ЗАДАНИЕ:
Укажите по отрывку ниже, в каком качестве журнал «Метрополитен мэгэзин» направил рассказчика в Мексику.

ОТРЫВОК:
· · ·

С тех пор я видел много стачек и писал о них, в большинстве случаев это была отчаянная борьба за кусок хлеба. Все, что я видел, лишь подтверждает мое первое впечатление о классовой борьбе и ее неизбежности. От всего сердца я хочу, чтобы пролетариат поднялся и взял то, что ему положено по праву; не вижу, каким другим способом он может это получить. Облегчение политического положения идет так медленно, и с каждым годом все уменьшаются возможности мирного протеста и законных действий. Теперь я уже не уверен, что рабочий класс способен подняться на революцию, мирную или вооруженную: рабочие настолько разобщены и так ожесточены друг против друга, у них такое плохое руководство, а сами они весьма слепы в отношении своих классовых интересов. Война совершенно подорвала веру в экономические и политические идеалы. И все же я не могу отказаться от мысли, что из демократии родится новый мир - более богатый, более отважный, более свободный, более прекрасный. Что до меня, то я не знаю, чем могу помочь, еще ие знаю. Я знаю лишь, что сейчас мое счастье построено на несчастье других людей, что я ем, потому что другие голодают, что я одет, тогда как у других нет зимой теплой одежды, и это отравляет мне жизнь, нарушает ее безмятежность, заставляет меня писать разоблачительную литературу, в то время как с большим удовольствием я делал бы то, что хочется, хотя теперь и не так часто, как прежде.
Я оставил работу, чтобы осуществить инсценировку, а когда она была поставлена, у меня произошел нервный срыв, и друзья повезли меня на лето за границу. Стачку задушили голодом, рабочие проиграли ее, а сами они вернулись на фабрики, удрученные и разочарованные. Руководители тоже сломились под тяжестью долгой борьбы. Сама ИРМ казалась разгромленной, да и на самом деле она уже так и не вернула себе былого престижа. В Италии я заболел дифтеритом и вернулся в Нью-Йорк слабым и подавленным. Шесть месяцев я почти ничего не делал. А затем благодаря рекомендации Линкольна Стеффенса журнал «Метрополитен мэгэзин» направил меня в Мексику в качестве военного корреспондента. Я понял, что должен это сделать.
Вилья только что захватил Чиуауа, когда я добрался до границы, и собирался двинуться на Торреон. Я направился прямо в Чиуауа, и там предоставился случай поехать с одним американским горняком в горы Дуранго. Однако, услышав, что какой-то старый полубандит-полугенерал движется к фронту, я освободился от американца и присоединился к нему, проскакав две недели по пустыне с подразделением дикой мексиканской кавалерии, и наблюдал вблизи битву, в которой моих попутчиков разбили и поубивали, а сам я спасся бегством через пустыню. Тогда я присоединился к Вилье на марше к Торреону и присутствовал при падении этой крепости.

· · ·

ИСХОДНЫЕ ДАННЫЕ:
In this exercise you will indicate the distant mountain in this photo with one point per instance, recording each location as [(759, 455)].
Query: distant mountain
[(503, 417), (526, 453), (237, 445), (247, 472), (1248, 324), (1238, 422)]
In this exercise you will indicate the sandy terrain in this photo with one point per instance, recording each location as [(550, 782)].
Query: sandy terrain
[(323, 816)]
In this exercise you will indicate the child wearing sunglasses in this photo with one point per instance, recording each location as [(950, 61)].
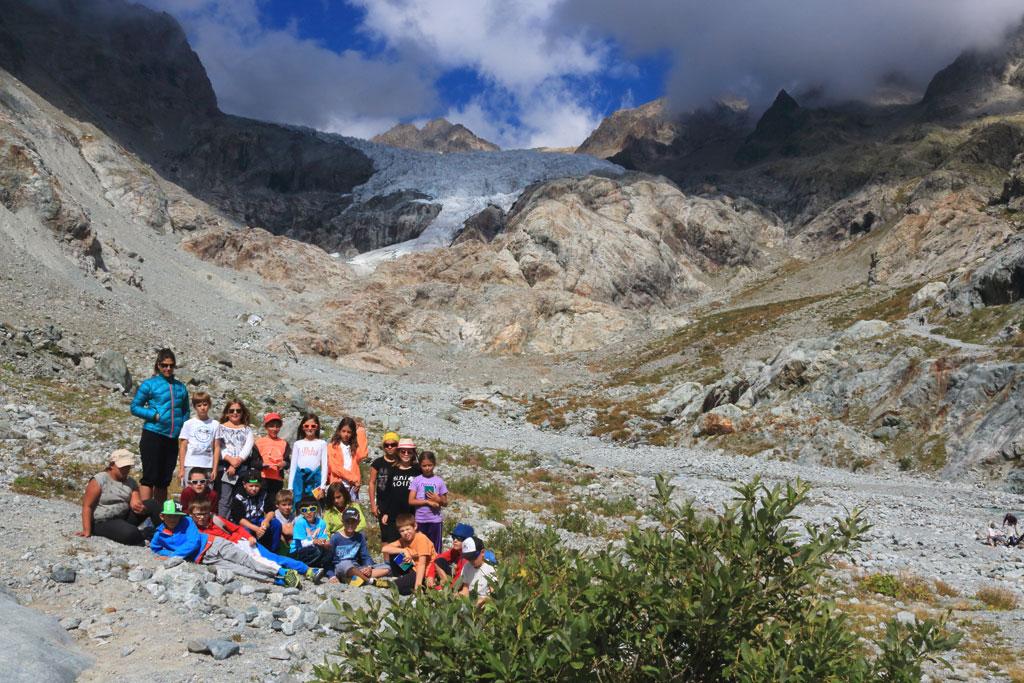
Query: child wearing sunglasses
[(310, 543), (307, 474), (232, 449), (199, 486)]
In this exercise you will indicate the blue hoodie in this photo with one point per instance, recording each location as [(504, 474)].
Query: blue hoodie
[(185, 541), (163, 403)]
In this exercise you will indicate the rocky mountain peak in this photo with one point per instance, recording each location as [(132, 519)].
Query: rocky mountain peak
[(437, 135), (649, 121)]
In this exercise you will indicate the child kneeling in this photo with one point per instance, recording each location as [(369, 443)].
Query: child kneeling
[(350, 555), (410, 555), (178, 537)]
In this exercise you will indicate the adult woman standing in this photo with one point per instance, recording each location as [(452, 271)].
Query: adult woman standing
[(162, 402), (112, 506)]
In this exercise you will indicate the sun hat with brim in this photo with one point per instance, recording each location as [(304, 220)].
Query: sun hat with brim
[(171, 508), (123, 458)]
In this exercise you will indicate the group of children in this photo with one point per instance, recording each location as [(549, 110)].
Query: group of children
[(238, 507)]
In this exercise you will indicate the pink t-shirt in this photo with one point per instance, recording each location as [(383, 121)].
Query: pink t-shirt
[(420, 485)]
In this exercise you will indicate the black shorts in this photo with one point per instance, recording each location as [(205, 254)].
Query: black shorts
[(160, 459)]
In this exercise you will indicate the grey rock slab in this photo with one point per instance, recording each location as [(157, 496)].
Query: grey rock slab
[(36, 647)]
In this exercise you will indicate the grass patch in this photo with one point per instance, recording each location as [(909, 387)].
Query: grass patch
[(491, 495), (581, 521), (901, 587), (997, 598)]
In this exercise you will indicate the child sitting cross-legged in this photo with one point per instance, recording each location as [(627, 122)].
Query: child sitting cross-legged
[(349, 553), (475, 575), (445, 566), (179, 537), (249, 510), (215, 525), (310, 543), (410, 555)]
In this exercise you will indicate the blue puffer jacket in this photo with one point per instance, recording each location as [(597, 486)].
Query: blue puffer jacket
[(163, 404)]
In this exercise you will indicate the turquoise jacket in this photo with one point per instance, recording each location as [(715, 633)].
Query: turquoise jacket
[(163, 404)]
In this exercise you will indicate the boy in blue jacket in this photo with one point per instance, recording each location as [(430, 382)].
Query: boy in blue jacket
[(178, 537), (349, 555)]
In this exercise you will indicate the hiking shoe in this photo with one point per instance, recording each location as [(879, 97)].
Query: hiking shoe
[(291, 579)]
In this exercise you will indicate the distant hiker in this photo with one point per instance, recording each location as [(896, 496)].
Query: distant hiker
[(196, 439), (208, 522), (427, 495), (162, 402), (380, 473), (336, 503), (178, 537), (199, 487), (310, 543), (308, 472), (249, 510), (350, 560), (995, 536), (275, 455), (445, 566), (395, 497), (1010, 529), (232, 451), (410, 555), (475, 577), (112, 506), (285, 513), (346, 450)]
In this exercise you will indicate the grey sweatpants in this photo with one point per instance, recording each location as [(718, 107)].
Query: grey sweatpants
[(223, 553)]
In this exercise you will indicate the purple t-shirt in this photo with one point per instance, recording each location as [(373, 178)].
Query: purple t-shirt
[(420, 485)]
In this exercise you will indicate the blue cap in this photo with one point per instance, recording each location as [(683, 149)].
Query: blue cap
[(462, 531)]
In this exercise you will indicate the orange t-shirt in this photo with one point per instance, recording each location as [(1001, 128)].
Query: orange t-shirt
[(272, 453)]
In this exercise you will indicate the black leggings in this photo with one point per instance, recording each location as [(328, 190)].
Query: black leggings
[(125, 529)]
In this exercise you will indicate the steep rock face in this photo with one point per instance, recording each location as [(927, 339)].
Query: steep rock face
[(130, 71), (437, 135), (650, 122)]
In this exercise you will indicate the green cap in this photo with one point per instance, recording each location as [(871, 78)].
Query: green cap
[(171, 508)]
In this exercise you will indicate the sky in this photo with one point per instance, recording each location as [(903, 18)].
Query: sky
[(545, 73)]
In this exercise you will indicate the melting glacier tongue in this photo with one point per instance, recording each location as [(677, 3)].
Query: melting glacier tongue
[(464, 183)]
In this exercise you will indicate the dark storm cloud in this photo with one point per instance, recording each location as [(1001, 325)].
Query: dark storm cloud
[(753, 48)]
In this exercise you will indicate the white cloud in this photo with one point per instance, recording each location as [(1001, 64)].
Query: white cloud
[(275, 75), (509, 42)]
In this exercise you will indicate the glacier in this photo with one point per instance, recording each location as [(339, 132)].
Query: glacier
[(464, 183)]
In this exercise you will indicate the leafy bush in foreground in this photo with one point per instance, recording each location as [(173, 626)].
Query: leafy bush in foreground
[(734, 597)]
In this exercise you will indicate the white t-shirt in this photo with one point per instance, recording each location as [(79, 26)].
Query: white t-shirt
[(200, 435), (477, 580)]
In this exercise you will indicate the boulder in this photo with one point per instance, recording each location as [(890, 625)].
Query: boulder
[(677, 399), (112, 367), (36, 647), (722, 420), (927, 295)]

· · ·

РЕЗУЛЬТАТ ВЫПОЛНЕНИЯ:
В качестве военного корреспондента.